(Data listing begins)
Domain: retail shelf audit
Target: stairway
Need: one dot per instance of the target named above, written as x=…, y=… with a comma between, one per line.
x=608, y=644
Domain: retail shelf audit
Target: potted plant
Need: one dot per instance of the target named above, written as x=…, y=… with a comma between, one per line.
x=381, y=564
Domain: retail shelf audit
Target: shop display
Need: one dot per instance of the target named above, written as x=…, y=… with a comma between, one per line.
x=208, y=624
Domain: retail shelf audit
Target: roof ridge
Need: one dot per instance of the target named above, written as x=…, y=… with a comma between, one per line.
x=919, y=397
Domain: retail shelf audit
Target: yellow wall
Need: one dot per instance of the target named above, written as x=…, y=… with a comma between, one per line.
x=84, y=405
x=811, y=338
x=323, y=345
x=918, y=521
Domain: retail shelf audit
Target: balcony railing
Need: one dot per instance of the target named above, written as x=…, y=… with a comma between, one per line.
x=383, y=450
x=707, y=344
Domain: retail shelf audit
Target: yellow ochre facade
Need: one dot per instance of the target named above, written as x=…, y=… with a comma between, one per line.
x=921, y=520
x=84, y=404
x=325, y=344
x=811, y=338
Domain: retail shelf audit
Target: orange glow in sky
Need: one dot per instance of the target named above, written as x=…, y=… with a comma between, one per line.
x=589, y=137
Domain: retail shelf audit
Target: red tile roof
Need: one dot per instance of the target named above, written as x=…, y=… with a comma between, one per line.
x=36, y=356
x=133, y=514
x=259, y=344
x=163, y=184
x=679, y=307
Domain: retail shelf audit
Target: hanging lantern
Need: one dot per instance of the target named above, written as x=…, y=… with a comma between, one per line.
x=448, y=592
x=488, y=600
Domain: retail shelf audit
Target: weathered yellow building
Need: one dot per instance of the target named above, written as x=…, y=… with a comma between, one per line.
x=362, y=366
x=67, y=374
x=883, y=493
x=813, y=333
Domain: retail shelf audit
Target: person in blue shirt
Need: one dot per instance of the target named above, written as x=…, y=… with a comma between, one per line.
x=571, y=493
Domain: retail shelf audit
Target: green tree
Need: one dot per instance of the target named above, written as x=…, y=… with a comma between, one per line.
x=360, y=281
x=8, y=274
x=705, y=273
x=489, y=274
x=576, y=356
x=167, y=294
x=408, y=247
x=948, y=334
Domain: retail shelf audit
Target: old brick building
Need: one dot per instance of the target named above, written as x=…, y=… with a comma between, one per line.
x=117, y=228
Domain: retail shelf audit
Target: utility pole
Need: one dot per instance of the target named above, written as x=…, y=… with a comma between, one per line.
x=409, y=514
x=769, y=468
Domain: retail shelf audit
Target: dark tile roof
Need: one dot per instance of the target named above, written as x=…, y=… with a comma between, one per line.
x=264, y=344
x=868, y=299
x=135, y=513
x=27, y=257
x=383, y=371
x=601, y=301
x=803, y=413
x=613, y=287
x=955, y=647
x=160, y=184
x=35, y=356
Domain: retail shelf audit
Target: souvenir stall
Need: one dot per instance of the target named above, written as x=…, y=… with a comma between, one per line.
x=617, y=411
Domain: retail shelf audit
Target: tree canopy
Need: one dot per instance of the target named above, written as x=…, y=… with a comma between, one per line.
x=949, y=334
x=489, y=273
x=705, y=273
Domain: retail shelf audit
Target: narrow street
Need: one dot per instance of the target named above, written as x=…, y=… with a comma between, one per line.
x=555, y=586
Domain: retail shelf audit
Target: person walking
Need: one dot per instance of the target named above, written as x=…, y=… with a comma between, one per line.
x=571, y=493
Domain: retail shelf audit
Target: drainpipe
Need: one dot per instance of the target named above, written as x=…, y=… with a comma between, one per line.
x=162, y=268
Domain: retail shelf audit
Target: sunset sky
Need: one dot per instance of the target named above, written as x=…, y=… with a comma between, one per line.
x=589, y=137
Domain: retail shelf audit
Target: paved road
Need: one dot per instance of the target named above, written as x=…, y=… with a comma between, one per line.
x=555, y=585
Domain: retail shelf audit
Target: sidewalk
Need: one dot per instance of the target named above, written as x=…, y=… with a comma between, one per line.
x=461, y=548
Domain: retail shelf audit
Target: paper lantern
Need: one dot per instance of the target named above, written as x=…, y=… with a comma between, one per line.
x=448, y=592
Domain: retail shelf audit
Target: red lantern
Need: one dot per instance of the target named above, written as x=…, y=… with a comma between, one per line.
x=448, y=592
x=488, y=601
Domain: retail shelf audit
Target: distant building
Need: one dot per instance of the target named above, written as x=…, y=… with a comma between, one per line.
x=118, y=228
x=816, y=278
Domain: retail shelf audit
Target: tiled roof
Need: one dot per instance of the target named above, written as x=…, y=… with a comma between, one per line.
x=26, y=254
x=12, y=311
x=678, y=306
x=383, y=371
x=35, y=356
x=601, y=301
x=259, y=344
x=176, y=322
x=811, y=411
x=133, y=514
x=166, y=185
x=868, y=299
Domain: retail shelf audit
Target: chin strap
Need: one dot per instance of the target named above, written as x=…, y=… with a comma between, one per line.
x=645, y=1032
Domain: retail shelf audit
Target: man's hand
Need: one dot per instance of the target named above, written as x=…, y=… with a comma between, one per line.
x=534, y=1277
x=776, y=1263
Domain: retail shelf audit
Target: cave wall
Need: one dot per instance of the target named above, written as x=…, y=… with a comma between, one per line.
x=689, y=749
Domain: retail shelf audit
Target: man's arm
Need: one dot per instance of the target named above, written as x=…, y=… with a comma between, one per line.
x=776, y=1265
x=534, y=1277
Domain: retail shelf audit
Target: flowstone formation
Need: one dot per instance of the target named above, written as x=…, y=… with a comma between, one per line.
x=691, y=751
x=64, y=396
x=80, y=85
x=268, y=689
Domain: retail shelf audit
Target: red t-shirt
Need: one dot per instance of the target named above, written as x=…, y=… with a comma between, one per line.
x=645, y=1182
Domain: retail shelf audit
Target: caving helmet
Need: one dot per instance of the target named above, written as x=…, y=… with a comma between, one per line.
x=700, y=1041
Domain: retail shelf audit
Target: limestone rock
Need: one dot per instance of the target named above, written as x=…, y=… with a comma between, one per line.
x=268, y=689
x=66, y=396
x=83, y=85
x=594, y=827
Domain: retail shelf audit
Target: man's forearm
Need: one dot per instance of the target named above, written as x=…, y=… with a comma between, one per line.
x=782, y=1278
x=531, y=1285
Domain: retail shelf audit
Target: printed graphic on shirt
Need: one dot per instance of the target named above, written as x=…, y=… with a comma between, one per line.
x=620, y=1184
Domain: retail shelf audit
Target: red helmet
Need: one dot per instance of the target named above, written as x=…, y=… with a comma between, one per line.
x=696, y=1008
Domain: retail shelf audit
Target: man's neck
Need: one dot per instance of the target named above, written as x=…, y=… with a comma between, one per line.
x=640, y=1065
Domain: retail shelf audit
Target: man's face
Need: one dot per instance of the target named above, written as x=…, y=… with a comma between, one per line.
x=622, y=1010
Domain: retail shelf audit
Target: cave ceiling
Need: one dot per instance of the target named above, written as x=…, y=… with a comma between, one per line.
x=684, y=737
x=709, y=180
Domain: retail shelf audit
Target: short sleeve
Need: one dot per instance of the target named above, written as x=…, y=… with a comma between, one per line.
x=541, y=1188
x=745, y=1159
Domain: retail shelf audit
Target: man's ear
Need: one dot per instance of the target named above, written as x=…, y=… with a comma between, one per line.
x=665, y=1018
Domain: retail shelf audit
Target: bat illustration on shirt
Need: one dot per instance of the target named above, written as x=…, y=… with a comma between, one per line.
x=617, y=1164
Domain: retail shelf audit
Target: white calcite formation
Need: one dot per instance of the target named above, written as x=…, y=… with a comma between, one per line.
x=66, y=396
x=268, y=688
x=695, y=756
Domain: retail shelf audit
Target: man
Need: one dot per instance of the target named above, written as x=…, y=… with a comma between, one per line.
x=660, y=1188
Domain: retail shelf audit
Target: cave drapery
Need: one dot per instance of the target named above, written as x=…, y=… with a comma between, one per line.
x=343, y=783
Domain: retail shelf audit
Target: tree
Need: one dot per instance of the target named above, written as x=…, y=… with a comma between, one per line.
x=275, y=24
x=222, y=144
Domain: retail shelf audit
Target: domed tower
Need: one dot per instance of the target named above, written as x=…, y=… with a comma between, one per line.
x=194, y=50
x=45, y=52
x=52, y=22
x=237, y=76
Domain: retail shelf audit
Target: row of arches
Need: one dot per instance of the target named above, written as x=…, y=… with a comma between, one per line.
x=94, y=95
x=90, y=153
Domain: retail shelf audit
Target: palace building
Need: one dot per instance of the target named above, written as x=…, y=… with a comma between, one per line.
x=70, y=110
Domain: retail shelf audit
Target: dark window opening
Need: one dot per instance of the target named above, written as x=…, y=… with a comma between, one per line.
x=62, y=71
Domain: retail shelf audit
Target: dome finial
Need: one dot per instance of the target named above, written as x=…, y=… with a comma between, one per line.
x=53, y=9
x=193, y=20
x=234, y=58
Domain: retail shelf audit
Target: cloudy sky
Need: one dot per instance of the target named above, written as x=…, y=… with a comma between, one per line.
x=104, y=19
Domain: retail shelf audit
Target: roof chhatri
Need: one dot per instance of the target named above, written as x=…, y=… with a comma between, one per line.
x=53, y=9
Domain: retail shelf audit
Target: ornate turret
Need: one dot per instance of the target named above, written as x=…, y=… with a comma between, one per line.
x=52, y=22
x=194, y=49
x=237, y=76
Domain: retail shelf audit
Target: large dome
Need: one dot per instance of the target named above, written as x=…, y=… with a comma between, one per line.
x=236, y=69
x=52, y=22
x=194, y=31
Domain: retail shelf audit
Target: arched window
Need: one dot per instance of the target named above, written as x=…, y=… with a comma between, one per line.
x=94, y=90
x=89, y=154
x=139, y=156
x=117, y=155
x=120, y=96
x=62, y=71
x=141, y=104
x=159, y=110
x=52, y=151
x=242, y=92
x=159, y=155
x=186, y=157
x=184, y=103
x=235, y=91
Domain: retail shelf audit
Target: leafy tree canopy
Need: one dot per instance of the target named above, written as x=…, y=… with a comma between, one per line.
(Data listing ends)
• [Description of the task]
Could you transcribe the entries above word for word, from the line with "Target: tiled roof" down to the line with "Target: man's hand", keeping both?

• [Output for this task]
Target: tiled roof
Need: one dot per instance of the target named above, written as x=…, y=… with a comma between, one per line.
x=26, y=254
x=12, y=311
x=678, y=306
x=383, y=371
x=35, y=356
x=601, y=301
x=259, y=344
x=176, y=322
x=811, y=411
x=133, y=514
x=166, y=185
x=868, y=299
Domain: retail shelf audit
Target: chin strap
Need: one dot per instance of the target named above, written as x=…, y=… with a comma between, one per line.
x=645, y=1032
Domain: retail shelf audit
Target: man's hand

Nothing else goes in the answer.